Start of PASSAGE

Reilly Knowles. “Taking, Giving Root.” Embroidered fabric collage (cotton, linen, wool, beeswax, sumac, yellow onion, black-eyed Susan, goldenrod, avocado, wood and nails). 16¼”x9”. 2019.

Interview by Adi Berardini

Using the language of feminism, folklore and religious icons, interdisciplinary artist Reilly Knowles visualizes the liberation of monsters living somewhere between life and death, male and female, human and nonhuman, and reality and fantasy – exploring the creative, liminal space between dualities. Drawing particularly from ancient Irish art and an eco-centric ethos, he constructs artworks which celebrate living entities that society attempts to tame into exploitable classifications, including the land itself. Knowles addresses how the western obsession with binaries hinders the spectrum of possibilities.

Working in a variety of media including painting, sculpture, textiles, and using natural dyeing techniques, Knowles creates art that explores how women, queer and transgender people are labelled as ‘Other.’ He envisions a radical enfolding of these bodies into an understanding of nature, with care towards women, queer people, and the environment as crucial components of working towards a healthier ecosystem. Recently, he also started a project called Swingout Sewing to document his process of hand-sewing a 1920’s wardrobe while conducting historical research, adapting the designs to meet his needs as a trans man.

Splitting his time between London and Milton, ON, Knowles is a recent graduate of Western University’s Honours Bachelor of Fine Arts program, with a Specialization in Studio Arts. He has exhibited work since 2015, showing in such venues as Artlab Gallery (London, ON), Good Sport (London, ON) and Holcim Gallery (Milton, ON). He is a recipient of the Gray Creative Arts Award in Visual Arts, the Mackie Cryderman Award for Excellence in Visual Arts, and the Kate and Robert Taylor Scholarship in Visual Arts, among others.

Reilly Knowles. “Nativity.” Wood, acrylic paint, coloured pencil, straw, sand and found figurines. 18 ¾”x16¾”x11¾”. 2019.

Your piece Nativity (2019) is a sculpture depicting a nativity scene, constructed from wood and painted, featuring straw and figurines. Can you speak more about how you use religious iconography, symbolism, and folklore in your work?

I’m really drawn to working with myths and legends. I love stories that use the fantastical to describe earthly experiences, like the cycles of life and death. I accumulate these stories over time, and they cross-pollinate in my imagination, sometimes reinforcing one another and retaining their recognizable points, while other times reassembling into personal mythologies that aren’t as easily picked out.

Stories are constantly changing, even though we might be able to trace their lineages into the far past. Biblical stories are interpreted in a wide variety of ways according to the disposition of whichever Christian culture, sect, or individual is telling them. Since these stories are meant to describe reality, the storyteller holds the immense power of ostensibly interpreting truth. For myself, even though I wasn’t raised an active Christian, I absorbed Christian stories and their messaging around gender and bodies on a deep level. Nativity marked the beginning of an artistic exploration into stories surrounding the Virgin Mary. I wanted to see what would happen to the Nativity if Mary’s presence was centralized, if she was liberated from a focus on her reproductive capacity. I think the result is a different kind of nativity – a birth into an exultant and independent female power.

End of PASSAGE
Start of EXTRACTED ENTRIES

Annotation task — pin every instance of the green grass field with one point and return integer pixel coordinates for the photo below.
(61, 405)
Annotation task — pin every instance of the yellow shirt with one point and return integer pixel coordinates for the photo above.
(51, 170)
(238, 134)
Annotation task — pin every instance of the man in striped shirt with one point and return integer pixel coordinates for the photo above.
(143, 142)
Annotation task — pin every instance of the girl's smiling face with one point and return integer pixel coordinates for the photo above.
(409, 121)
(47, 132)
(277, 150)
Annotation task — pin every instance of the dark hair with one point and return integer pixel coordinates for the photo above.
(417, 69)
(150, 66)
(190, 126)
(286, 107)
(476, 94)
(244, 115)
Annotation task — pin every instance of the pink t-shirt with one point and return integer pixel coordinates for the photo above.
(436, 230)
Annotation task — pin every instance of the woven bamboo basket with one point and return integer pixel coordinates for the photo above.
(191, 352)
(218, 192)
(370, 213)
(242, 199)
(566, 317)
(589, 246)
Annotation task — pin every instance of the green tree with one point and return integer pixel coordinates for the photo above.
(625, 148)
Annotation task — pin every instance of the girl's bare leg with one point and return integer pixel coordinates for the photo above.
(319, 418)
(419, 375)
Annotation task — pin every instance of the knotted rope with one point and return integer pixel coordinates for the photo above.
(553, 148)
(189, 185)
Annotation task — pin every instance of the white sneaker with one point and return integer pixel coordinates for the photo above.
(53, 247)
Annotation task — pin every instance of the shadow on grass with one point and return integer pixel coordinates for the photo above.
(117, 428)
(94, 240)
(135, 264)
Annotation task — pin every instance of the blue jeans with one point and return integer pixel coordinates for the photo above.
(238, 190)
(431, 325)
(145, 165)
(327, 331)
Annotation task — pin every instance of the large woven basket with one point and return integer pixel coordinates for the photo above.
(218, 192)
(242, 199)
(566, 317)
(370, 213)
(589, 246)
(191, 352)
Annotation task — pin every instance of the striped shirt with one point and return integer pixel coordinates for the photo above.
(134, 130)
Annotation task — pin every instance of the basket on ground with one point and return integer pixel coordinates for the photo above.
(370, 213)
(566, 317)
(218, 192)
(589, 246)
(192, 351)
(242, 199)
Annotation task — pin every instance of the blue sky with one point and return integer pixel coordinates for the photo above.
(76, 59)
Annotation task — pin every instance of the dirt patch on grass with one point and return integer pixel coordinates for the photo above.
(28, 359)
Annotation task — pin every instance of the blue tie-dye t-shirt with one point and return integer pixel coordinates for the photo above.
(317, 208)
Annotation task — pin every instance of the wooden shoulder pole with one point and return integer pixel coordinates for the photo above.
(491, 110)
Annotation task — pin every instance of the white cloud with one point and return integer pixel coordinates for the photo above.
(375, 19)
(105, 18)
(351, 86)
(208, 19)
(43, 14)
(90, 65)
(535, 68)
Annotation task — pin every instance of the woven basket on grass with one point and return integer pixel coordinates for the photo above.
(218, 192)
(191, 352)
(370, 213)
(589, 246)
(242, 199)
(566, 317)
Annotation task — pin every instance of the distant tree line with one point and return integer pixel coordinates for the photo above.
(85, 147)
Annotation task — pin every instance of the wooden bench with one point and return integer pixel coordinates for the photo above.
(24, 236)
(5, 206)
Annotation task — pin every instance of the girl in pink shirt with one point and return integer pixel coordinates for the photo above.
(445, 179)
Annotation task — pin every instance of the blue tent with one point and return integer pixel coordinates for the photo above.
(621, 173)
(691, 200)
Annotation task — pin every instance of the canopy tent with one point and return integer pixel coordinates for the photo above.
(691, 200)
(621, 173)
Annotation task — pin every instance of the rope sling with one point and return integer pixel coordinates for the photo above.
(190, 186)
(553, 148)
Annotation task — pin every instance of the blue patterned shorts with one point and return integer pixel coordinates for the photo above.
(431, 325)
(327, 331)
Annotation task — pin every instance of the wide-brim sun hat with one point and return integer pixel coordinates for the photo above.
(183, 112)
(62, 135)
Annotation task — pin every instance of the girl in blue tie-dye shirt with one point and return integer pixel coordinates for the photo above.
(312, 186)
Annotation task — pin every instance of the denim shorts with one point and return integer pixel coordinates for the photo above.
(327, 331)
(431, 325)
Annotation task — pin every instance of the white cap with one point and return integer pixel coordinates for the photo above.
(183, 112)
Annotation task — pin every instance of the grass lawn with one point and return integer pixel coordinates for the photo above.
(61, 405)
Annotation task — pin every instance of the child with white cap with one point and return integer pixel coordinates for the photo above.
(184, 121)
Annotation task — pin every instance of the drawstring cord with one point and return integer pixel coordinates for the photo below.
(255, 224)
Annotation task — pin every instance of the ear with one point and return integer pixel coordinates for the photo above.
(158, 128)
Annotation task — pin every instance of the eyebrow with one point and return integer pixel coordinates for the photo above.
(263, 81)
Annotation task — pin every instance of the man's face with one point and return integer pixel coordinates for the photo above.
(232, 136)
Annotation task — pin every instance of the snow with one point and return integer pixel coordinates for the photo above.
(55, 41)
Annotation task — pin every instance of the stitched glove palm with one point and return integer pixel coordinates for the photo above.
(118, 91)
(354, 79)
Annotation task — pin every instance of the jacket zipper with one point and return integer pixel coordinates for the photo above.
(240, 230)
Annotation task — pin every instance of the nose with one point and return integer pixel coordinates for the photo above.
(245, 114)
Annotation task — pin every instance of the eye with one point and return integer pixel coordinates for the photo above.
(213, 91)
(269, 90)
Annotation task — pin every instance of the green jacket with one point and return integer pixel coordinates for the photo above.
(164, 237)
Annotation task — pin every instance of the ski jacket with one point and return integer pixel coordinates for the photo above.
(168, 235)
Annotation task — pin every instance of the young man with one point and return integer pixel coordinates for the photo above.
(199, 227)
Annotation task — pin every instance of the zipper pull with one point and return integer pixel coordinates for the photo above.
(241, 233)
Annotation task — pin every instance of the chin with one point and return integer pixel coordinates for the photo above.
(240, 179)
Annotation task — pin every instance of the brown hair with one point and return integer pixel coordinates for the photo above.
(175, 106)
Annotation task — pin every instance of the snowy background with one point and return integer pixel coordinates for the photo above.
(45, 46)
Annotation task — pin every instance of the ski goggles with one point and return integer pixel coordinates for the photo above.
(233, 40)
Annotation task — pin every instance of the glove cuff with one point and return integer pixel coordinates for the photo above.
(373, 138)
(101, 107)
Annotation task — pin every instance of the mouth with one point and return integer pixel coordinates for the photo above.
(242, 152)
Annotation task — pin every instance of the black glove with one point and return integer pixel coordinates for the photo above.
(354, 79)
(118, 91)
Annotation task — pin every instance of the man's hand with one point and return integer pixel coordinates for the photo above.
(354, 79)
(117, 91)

End of EXTRACTED ENTRIES

### PROBLEMS TO WORK ON:
[A] In the Knowles interview, what is the name of the project in which he documents hand-sewing a 1920's wardrobe?
[B] Reproduce the Knowles interview word for word, everything from "Interview by Adi" down to "spectrum of possibilities.".
[C] Resume the Knowles interview from where it stops.
The items are separate material and have nothing to do with the Knowles interview.

### ANSWERS TO THE TASKS:
[A] Swingout Sewing

[B]
Interview by Adi Berardini

Using the language of feminism, folklore and religious icons, interdisciplinary artist Reilly Knowles visualizes the liberation of monsters living somewhere between life and death, male and female, human and nonhuman, and reality and fantasy – exploring the creative, liminal space between dualities. Drawing particularly from ancient Irish art and an eco-centric ethos, he constructs artworks which celebrate living entities that society attempts to tame into exploitable classifications, including the land itself. Knowles addresses how the western obsession with binaries hinders the spectrum of possibilities.

[C]
How does your art explore the liminal gap between binaries, such as man and woman, life and death, and human and non-human? How do you find navigating this in-between space encourages you creatively?

Western society is very dualistic, but things aren’t nearly as black-and-white as we’d like to believe. For example, the male/female binary, which overwhelming favours males, collapses under a recognition of intersex individuals. The human/non-human binary, which favours humans above all other lifeforms and finds its logical conclusion in environmental destruction, becomes a mostly arbitrary distinction when we grasp the depth of our relationship with other living beings, like the trillions of bacteria that make up our bodies. These liminal gaps between binaries have immense creative potential because they’re so expansive. Embracing liminality is like getting to paint with infinite shades of grey as opposed to just that black and white.

One way I try to work with liminality is by combining supposedly opposing imagery. I like to create characters that are both male and female, plant and animal, or dead and alive. One of my favourite subjects is the mandrake plant. In legend, its root resembles a human body, and when torn from the earth, it kills its attacker with its piercing cry. The mandrake is at the fascinating intersection of fact and myth, growing and destroying, human and inhuman, and above and below. I like how it’s neither here nor there, and that’s precisely what makes it potent.

Reilly Knowles.”The Mandrake Field.” Oil on wooden panel. 36″x48″. 2019.

Your work touches on environmental themes, addressing how people attempt to classify and restrict living things including the land itself. In what ways do you address the environment and ecologies through your art?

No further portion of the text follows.